§ AIM 1:
What is the Spanish translation of this sentence from the passage on Bulgaria's Muslim population: "In 1962, Pomaks were banned from attending Turkish-language schools, and in 1972, Turkish-language schools were banned altogether."

§ DOCUMENT EXCERPT:

────────────────────────────────────────

Until Zhivkov's removal from power, the Bulgarian regime denied the existence of any Muslims of non-Bulgarian origin and insisted that the Muslim population were descended from Bulgarians who had been forcibly converted to Islam under Ottoman Rule. In line with this view, education policy was also gradually made more assimilationist. In 1962, Pomaks were banned from attending Turkish-language schools, and in 1972, Turkish-language schools were banned altogether.

Following on from the ban on the Turkish language in schools, the government forced many Slavophone Muslims to Bulgarianize their names in the early 1970s. By 1974, 150,000 "Pomaks" and 200,000 "Turks" had been forced to Bulgarianize their names.

In 1978, the regime attempted to phase out traditional and religious holidays and observances in favor of approved socialist observances and rites. Officials were sent to Islamic funerals to ensure that the proper Socialist rites were carried out and prayers said in the Bulgarian language.

Just before the start of the Revival Process proper, the regime initiated a new round of limited forced Bulgarianization. Between 1981 and 1983, around 100,000 people, mainly Muslim Roma were forcibly Bulgarianized. The measure was extended to a number of Crimean Tatars and Alians (a Shia group, also referred to as Alevi or Kizilbash) mere months before the "Revival Process" began in earnest in 1984.

Start of the "Revival Process"

────────────────────────────────────────

§ EXERCISE INPUTS:
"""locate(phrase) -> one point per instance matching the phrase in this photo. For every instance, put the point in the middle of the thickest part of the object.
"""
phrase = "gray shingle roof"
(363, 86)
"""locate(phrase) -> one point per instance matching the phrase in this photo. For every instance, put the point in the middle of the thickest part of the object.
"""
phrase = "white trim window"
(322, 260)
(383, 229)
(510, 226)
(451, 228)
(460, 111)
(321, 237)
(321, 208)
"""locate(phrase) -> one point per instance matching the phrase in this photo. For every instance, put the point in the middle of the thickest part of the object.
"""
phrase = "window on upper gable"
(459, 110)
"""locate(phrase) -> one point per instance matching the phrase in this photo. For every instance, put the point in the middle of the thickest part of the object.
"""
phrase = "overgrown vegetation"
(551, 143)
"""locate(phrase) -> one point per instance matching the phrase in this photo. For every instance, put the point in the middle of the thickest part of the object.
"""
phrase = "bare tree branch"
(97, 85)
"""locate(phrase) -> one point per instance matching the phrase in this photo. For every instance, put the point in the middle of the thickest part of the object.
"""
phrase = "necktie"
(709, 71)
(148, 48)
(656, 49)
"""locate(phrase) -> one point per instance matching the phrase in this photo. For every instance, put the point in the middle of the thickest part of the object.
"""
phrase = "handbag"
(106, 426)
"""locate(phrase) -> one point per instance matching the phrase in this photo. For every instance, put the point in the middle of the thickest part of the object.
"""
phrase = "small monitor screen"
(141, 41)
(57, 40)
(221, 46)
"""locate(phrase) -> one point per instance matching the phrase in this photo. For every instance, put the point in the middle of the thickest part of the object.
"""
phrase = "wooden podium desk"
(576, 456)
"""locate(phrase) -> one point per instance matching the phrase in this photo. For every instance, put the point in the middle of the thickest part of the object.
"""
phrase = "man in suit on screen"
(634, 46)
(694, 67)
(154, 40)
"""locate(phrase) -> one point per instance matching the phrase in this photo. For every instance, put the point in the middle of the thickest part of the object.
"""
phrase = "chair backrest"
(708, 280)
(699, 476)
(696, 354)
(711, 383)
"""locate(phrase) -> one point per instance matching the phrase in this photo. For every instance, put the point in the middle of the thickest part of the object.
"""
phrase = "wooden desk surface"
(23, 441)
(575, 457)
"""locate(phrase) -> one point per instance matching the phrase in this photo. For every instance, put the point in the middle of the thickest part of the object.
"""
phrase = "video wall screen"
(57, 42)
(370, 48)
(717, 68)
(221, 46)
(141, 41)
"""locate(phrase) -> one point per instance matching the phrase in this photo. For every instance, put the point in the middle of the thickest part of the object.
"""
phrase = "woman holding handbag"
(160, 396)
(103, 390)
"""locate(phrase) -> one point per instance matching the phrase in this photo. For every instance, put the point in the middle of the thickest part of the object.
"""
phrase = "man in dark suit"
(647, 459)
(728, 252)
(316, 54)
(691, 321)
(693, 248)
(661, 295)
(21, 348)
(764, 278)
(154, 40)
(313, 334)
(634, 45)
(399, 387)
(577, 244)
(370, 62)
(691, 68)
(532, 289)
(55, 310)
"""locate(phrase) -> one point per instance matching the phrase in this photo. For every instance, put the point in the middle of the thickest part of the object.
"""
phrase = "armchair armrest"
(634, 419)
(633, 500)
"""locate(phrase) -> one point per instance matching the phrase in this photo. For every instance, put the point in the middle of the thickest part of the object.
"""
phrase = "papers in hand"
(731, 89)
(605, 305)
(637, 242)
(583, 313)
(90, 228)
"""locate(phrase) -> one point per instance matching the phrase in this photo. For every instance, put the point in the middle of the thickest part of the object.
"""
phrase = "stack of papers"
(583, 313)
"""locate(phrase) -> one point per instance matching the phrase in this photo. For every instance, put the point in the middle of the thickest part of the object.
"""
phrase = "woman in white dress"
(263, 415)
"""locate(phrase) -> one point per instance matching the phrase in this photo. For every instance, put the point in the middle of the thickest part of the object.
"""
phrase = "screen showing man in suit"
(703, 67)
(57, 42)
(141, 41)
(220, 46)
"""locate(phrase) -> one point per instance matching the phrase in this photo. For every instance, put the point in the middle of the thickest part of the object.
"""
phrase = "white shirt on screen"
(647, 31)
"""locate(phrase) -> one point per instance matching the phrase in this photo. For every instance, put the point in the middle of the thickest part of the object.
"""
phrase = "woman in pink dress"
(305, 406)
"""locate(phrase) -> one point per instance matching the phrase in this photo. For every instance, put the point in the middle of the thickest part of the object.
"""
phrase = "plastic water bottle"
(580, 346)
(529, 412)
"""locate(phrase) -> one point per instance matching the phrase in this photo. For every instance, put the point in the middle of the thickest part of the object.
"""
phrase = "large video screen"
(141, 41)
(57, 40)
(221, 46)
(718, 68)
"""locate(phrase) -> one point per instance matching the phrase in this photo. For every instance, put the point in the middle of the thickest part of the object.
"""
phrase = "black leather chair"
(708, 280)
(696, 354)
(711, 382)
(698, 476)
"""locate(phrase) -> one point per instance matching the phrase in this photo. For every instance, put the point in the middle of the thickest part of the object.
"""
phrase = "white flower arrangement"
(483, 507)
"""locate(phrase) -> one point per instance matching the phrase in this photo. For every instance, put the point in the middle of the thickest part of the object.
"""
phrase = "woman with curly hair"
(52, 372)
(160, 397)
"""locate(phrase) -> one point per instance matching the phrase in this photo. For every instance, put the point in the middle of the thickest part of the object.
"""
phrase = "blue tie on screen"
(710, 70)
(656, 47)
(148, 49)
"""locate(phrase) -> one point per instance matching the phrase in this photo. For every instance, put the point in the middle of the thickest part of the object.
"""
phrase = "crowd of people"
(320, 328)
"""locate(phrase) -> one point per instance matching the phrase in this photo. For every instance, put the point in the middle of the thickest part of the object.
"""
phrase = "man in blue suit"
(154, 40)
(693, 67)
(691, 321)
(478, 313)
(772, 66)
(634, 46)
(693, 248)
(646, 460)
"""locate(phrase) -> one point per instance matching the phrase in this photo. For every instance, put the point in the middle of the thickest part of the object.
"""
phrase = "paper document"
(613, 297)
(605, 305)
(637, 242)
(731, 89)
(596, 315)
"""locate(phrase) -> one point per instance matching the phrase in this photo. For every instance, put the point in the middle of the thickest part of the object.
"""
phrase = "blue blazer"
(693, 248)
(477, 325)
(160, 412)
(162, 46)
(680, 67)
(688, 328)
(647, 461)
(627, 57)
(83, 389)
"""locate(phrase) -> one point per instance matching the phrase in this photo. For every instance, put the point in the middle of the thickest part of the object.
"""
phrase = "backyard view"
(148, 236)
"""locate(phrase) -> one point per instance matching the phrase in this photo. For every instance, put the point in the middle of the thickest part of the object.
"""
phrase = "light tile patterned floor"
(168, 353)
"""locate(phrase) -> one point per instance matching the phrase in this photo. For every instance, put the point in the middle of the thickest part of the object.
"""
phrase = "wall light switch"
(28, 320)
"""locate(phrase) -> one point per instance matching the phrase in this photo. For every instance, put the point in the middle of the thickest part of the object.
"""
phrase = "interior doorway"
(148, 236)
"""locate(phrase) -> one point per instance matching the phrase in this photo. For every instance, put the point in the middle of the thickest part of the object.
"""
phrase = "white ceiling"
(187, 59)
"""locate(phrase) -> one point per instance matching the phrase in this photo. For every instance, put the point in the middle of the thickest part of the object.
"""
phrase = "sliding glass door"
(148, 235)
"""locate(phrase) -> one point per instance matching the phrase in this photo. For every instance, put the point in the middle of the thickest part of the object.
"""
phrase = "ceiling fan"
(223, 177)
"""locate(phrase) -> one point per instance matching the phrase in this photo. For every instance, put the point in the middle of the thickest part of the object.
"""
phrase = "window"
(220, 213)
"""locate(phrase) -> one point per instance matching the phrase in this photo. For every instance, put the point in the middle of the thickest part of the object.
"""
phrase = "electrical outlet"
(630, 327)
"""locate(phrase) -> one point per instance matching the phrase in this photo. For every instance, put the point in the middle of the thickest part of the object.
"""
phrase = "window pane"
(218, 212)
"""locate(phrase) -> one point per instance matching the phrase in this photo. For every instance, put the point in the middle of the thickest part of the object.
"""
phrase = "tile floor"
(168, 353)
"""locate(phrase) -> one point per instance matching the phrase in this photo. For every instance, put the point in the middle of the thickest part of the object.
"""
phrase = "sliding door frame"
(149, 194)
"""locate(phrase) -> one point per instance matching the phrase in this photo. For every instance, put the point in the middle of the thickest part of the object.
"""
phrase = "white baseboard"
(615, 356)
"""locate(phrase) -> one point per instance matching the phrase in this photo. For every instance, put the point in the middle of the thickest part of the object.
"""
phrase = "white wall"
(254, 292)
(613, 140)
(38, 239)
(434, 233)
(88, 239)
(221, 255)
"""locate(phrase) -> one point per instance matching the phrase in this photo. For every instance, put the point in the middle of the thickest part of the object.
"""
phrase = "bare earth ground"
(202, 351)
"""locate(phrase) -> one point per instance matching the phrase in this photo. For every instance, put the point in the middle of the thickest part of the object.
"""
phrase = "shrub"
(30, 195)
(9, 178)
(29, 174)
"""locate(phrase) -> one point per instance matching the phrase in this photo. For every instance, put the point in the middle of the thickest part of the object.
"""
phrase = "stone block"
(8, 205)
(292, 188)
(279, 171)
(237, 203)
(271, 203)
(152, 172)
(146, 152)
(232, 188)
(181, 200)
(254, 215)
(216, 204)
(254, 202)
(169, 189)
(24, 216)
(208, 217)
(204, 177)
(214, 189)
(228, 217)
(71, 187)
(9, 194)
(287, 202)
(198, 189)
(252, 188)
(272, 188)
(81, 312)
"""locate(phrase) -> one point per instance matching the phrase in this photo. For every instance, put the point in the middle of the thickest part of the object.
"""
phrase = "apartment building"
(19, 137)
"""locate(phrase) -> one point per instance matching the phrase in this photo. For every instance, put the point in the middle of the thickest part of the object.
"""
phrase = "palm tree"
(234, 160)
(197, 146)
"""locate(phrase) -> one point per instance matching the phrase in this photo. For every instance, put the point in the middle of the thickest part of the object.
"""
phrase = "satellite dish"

────────────────────────────────────────

§ AIM 2:
Which lines of the records contain the word "bare"? Copy each one out, treating uppercase and lowercase as different.

§ EXERCISE OUTPUT 1:
En 1962 se prohibió a los pomacos asistir a escuelas en lengua turca, y en 1972 las escuelas en lengua turca se prohibieron por completo.

§ EXERCISE OUTPUT 2:
phrase = "bare tree branch"
phrase = "bare earth ground"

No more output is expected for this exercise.